What you need to do —
a) From the Falling Skies finale review, set down the part that opens with the words containing "We opened on" and closes with "impending final assault.".
b) Answer these questions about the Falling Skies finale review:
(i) On which network and at what time did the show air?
(ii) Which character is killed during the opening Espheni air raid?
(iii) What do the characters walk through during the covert infiltration of the capital?
c) Can you extend the review of the Falling Skies series finale past its last sentence?
— Begin Text to read —
Tweetable Takeaway: The series finale hits all the right notes, but can’t help but feel disappointing. Tweet
Airtime: Sundays 10 PM, TNT
By: Paul Gulyas, Contributor
Well, that’s it for TNT’s five season sci-fi drama FALLING SKIES. And while the final installment, which aired last night, was predictable and somewhat anticlimactic, it wasn’t without its merits.
We opened on an Espheni air raid on the 2nd Mass and its allies, in which it appeared only one flying Espheni swooped down, killed new-to-the-show-this-season Marty, and took off. The sequence was over before it began, and didn’t really set up the great threat the Espheni pose our main characters in this impending final assault.
Unfortunately this “meh” action sequence set the tone for the rest of the action in the episode. I got the sense that it was a budget issue. If the Falling Skies team had the budget of Independence Day, the infiltration of an alien-ravaged Washington D.C probably would have looked and felt a lot cooler. As it was, we got one brief panning shot of a smouldering city with character voice over. Then, instead of the courageous and dramatic Braveheart-esque charge of war you wanted to see the 2nd Mass engage in, we got an excuse to put the characters in a secret underground tunnel to get into the capital.
This covert infiltration was fairly uneventful and without tension. The characters never really felt in danger traipsing through a mine of Espheni Overlord eggs. Weaver starts talking to a soldier who if we met before I don’t recall. The soldier says he’s envious of Marty who died earlier in the episode, giving his life for the cause. Weaver tells him there’s no sense in making yourself a martyr. Marty wasn’t anything in death that he wasn’t while he was still alive. Why spend the time with this character when you have precious minutes left in your series is beyond me. I guess they wanted you to feel something for him before they killed him off moments later; rocks piling on top of him after some gunfire. So that guy died. And I felt nothing.
— End Text to read —
— Begin Dataset excerpts —
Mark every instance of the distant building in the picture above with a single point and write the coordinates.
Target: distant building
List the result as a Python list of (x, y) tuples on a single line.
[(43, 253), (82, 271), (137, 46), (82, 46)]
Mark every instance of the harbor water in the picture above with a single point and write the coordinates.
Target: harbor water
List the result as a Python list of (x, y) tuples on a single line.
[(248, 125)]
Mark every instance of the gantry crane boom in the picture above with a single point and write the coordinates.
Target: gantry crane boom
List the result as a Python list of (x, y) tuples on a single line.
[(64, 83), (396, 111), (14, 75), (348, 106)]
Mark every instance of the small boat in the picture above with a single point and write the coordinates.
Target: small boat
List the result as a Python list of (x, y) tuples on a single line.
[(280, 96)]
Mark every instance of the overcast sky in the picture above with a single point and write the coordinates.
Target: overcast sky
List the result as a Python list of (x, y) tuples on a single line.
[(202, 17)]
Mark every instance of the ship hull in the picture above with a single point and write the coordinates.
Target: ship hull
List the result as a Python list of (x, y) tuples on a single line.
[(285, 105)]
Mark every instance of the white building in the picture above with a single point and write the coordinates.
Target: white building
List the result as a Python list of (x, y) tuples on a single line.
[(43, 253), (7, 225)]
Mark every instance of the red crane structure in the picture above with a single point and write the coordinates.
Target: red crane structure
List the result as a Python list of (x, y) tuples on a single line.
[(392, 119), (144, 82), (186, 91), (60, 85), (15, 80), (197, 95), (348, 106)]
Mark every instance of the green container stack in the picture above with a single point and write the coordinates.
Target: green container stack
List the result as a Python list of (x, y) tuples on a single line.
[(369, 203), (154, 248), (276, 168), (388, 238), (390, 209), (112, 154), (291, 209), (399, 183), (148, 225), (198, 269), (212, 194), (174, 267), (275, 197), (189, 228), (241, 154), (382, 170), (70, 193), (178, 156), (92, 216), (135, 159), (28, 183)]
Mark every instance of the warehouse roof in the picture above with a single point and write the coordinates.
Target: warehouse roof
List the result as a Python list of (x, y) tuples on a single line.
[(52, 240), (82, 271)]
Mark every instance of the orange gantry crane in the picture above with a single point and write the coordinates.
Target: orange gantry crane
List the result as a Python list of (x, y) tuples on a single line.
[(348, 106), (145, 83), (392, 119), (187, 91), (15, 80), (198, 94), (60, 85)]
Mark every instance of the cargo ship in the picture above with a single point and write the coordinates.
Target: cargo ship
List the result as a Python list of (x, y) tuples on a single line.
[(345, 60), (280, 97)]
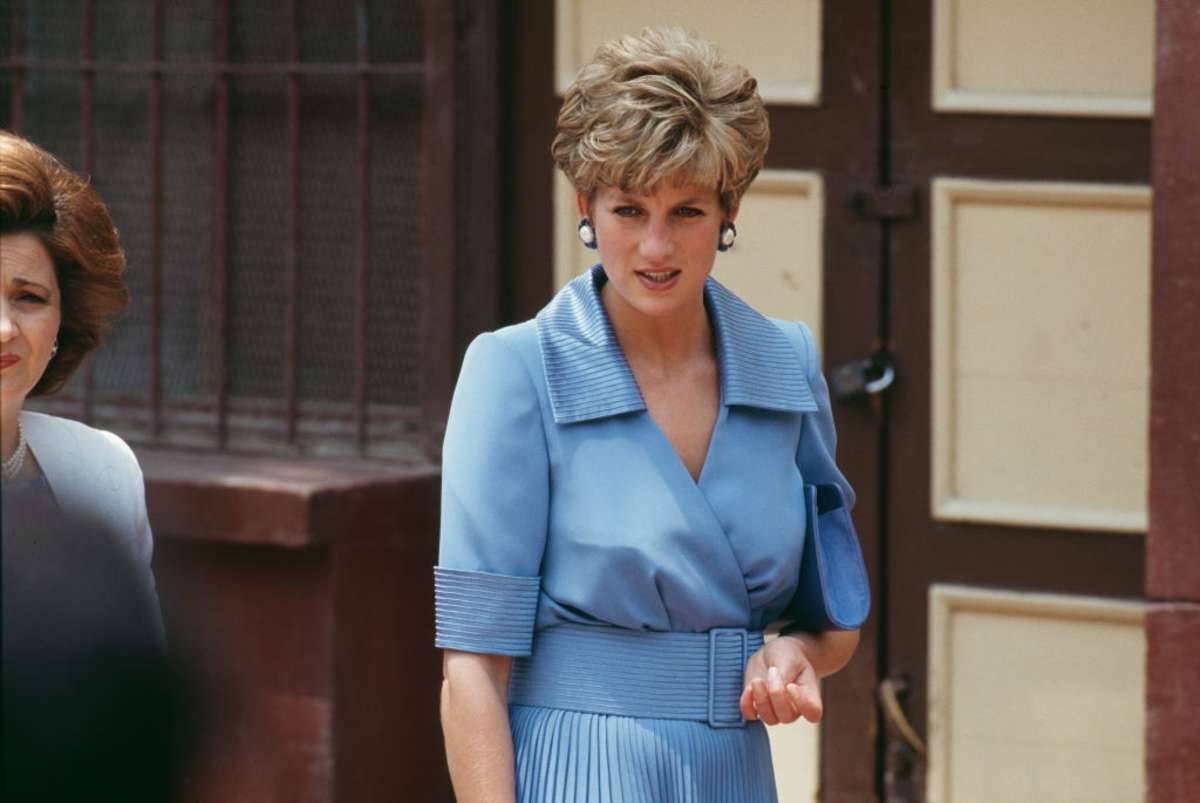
— End Dataset excerpts —
The replies —
a)
We opened on an Espheni air raid on the 2nd Mass and its allies, in which it appeared only one flying Espheni swooped down, killed new-to-the-show-this-season Marty, and took off. The sequence was over before it began, and didn’t really set up the great threat the Espheni pose our main characters in this impending final assault.

b)
(i) TNT, Sundays at 10 PM
(ii) Marty
(iii) A mine of Espheni Overlord eggs

c)
And that was the problem with the final episode, and ultimately the final season itself. The writers and creators never had the balls to kill off any of the original cast members… None of the Mason family died. It made it feel like a kids show, lacking the grit an epically-scaled drama like this could benefit from.
You could argue they killed off Pope last episode, and I would say refer to my last review to see how I felt about that poor excuse of a send-off. But it’s moot anyway. Pope shows up in the final minutes of the show! He’s alive! Badly, badly wounded. It’s unclear how he survived, and even less clear how he knew to find Tom Mason at a remote beach he himself had never been to, but at least Pope didn’t go out in that half-assed way I thought he did!
But then he did anyway. He wobbled over to Mason like a zombie, told him he wouldn’t get the pleasure out of killing him he thought he would, and asked Tom to put him out of his misery. Tom doesn’t, but Pope dies there anyway. Okay. If you’re going to do the fakeout death and bring a character back for one last hurrah, you need to either make it very dramatic, OR have it make sense. This return from the dead did neither of those things. The only saving grace was Pope’s last line was calling Mason a pain in the ass, which was true to character.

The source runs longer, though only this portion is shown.